Data listing:
□ □ □

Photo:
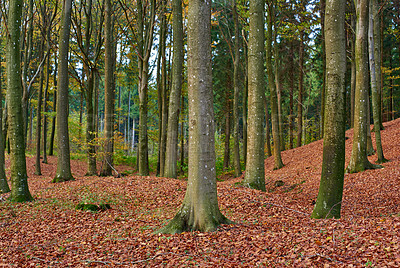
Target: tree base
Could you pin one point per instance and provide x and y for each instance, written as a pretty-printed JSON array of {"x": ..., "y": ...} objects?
[
  {"x": 59, "y": 178},
  {"x": 184, "y": 221}
]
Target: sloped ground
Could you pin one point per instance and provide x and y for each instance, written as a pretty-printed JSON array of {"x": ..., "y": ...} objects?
[{"x": 272, "y": 229}]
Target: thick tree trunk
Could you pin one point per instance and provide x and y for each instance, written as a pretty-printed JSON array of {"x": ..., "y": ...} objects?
[
  {"x": 108, "y": 93},
  {"x": 273, "y": 92},
  {"x": 328, "y": 204},
  {"x": 374, "y": 83},
  {"x": 359, "y": 161},
  {"x": 171, "y": 154},
  {"x": 19, "y": 179},
  {"x": 255, "y": 172},
  {"x": 236, "y": 91},
  {"x": 200, "y": 209},
  {"x": 63, "y": 165}
]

□ □ □

Exercise: Reproduce the data above verbatim, from the line containing "Target: sloped ground" through the final line, with both ends included.

Answer in full:
Target: sloped ground
Could you pin one point per instance and provide x and y for each instance, written as a pretty-printed JSON array of {"x": ..., "y": ...} objects?
[{"x": 272, "y": 229}]
Target: thick tree trunk
Could you pin one point per instance and provide x and y for each instance, written as a pretty-printed JSON array of {"x": ..., "y": ...} objects?
[
  {"x": 108, "y": 93},
  {"x": 273, "y": 92},
  {"x": 328, "y": 204},
  {"x": 374, "y": 83},
  {"x": 359, "y": 161},
  {"x": 171, "y": 154},
  {"x": 19, "y": 179},
  {"x": 255, "y": 172},
  {"x": 236, "y": 91},
  {"x": 200, "y": 209},
  {"x": 63, "y": 165}
]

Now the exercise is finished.